» **Short exercise**
Rewrite the items below from the line containing "the blurred shrub" through the line containing "[(611, 490)]", both included, with the requests unchanged. Multiply every coordinate in the answers by 1.7 and round to whole numbers, with halves rounded up.

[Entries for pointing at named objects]
*****
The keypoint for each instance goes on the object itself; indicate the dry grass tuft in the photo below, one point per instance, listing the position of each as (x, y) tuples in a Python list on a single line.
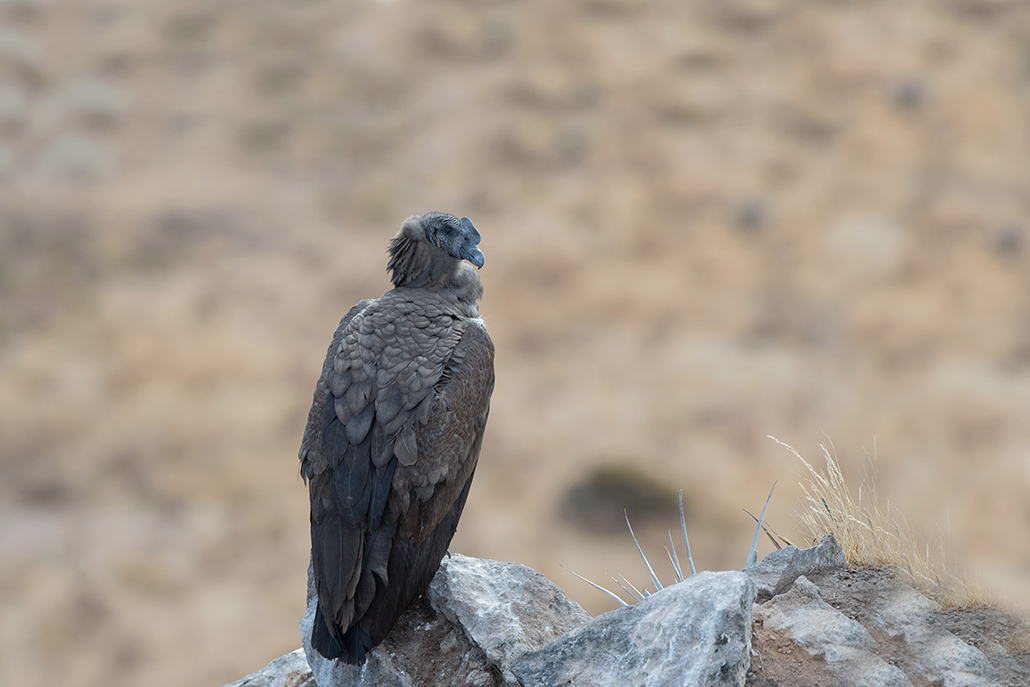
[(871, 537)]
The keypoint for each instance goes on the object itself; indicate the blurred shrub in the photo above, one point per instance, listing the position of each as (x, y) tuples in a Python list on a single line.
[(611, 490)]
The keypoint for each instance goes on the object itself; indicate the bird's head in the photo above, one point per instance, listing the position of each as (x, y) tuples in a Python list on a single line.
[(457, 238), (428, 250)]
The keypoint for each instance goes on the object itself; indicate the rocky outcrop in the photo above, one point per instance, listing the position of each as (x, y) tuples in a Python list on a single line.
[(693, 633), (797, 618)]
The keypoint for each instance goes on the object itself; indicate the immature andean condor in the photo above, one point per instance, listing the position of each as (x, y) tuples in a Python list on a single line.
[(393, 435)]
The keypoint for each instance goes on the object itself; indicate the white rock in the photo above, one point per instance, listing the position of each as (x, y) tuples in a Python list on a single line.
[(694, 632)]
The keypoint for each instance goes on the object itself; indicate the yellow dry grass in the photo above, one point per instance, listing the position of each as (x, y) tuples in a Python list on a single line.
[(878, 536)]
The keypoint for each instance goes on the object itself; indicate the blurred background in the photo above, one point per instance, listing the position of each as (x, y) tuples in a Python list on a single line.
[(705, 221)]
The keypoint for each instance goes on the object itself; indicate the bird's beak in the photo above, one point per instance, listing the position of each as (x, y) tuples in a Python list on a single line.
[(474, 255), (470, 251)]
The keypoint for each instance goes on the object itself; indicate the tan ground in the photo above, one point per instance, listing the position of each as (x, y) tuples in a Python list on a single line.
[(705, 221)]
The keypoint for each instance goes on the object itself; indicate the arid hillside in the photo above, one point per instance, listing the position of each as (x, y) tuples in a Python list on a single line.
[(705, 221)]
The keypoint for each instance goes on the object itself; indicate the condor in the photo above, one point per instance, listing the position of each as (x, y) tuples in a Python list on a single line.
[(395, 433)]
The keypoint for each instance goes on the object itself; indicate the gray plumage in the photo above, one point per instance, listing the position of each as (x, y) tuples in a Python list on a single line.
[(395, 433)]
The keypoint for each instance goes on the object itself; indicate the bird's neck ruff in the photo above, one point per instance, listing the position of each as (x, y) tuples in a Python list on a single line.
[(416, 264)]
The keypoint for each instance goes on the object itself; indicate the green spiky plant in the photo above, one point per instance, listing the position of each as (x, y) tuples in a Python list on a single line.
[(638, 594)]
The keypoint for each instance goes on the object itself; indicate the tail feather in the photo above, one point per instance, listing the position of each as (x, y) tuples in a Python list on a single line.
[(321, 640), (351, 648)]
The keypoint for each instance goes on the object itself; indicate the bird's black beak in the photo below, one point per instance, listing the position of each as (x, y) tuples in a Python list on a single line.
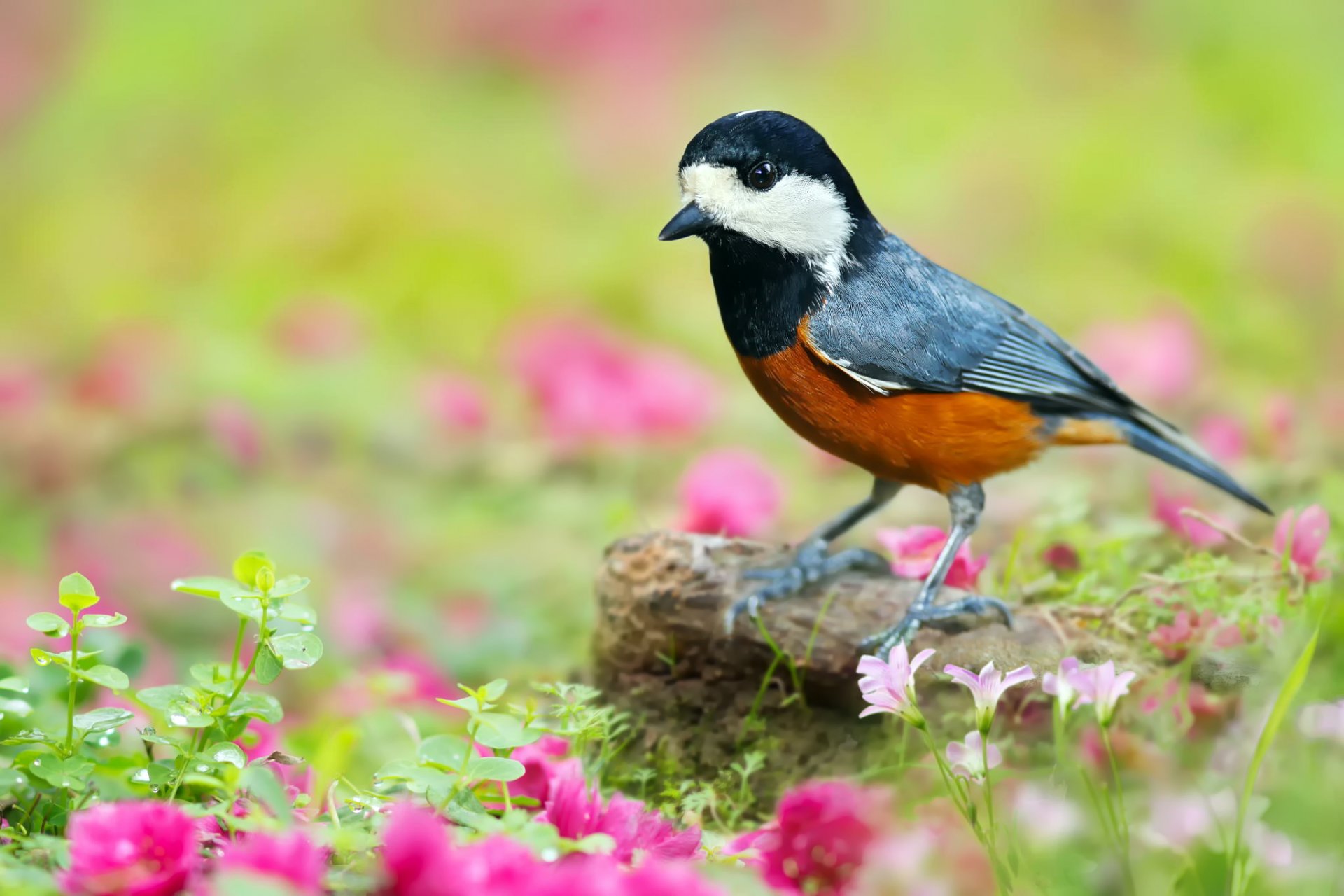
[(689, 222)]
*****
» **Reply to the task**
The keypoint for each instance goes on the object itself; indicate the blurred shrub in the photo above, one point per instance, listing the position of each as (x, y) tuples in a Python list on a single line.
[(1039, 833)]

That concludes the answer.